# Saved this baby's life today



## Techno100 (May 8, 2010)

I was photo shooting The National 25 mile Time Trial championships
when it's mother dropped it in the middle of the A168 southbound lane in a panic at the sudden rush of traffic. Several cars missed it by inches and it did cartwheels in the ensuing draft then 3 motorcycles actually seemed to aim at it 8( before I finally managed to grab it and place it in safety


----------



## bowlty (Dec 28, 2009)

hi
well done and a nice photo,how can anybody want to run it over they must be sick in the head
bowlty


----------



## DTPCHEMICALS (Jul 24, 2006)

There is a nice side to most of us.

Cheers

Dave p

i saved an old lady`s life yesterday.




I didn`t know a scudo could sto so quick :lol:


----------



## Techno100 (May 8, 2010)

It's mother was frantic but had sense to put her own life first as she had at least 3 other pups? kittens? to put first. I had been watching her cross several times with one in her teeth. I wonder why they move a nest?

# [Supplied material]

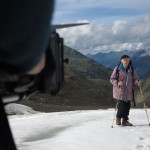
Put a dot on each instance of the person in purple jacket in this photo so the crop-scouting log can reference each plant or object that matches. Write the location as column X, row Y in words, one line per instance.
column 123, row 78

# [Exercise brief]
Can you write out the passage of the rescue thread above from "## bowlty (Dec" to "(Jul 24, 2006)", word for word?

# [Output below]
## bowlty (Dec 28, 2009)

hi
well done and a nice photo,how can anybody want to run it over they must be sick in the head
bowlty


----------



## DTPCHEMICALS (Jul 24, 2006)